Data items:
━━━━

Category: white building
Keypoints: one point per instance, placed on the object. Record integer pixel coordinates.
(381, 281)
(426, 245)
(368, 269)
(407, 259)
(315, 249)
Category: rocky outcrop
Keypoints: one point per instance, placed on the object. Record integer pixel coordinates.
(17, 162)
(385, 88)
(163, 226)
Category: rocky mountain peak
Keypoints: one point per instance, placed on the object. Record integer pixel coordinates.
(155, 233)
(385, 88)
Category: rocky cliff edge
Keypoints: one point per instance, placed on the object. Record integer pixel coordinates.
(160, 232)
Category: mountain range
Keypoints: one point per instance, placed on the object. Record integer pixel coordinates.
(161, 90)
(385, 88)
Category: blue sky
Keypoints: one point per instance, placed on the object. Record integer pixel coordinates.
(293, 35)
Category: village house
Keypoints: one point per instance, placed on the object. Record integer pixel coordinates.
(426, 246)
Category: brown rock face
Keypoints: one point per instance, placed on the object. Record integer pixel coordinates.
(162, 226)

━━━━

STATED PROBLEM: Reproduce each line verbatim.

SOLUTION:
Category: white building
Keypoints: one point per instance, placed on the object. Record integer pixel coordinates.
(381, 281)
(426, 245)
(368, 269)
(407, 259)
(315, 249)
Category: rocky outcrop
Keypoints: one point per instance, placed on the object. Record integer pixel coordinates.
(17, 162)
(385, 88)
(163, 226)
Category: rocky mountain peak
Keypoints: one point per instance, placed on the object. Record integer pixel coordinates.
(155, 233)
(385, 88)
Category: rocky cliff edge
Keypoints: one point per instance, placed on the object. Record integer pixel coordinates.
(160, 232)
Category: mountain range
Keypoints: one point per instance, placed on the object. Record integer pixel coordinates.
(161, 90)
(385, 88)
Category: blue sky
Keypoints: one point per instance, placed on the object. Record integer pixel coordinates.
(293, 35)
Category: village house
Keypoints: one point per instance, placed on the object. Record integer pixel coordinates.
(426, 246)
Category: brown rock face
Keypoints: one point per instance, placed on the object. Record integer pixel coordinates.
(162, 226)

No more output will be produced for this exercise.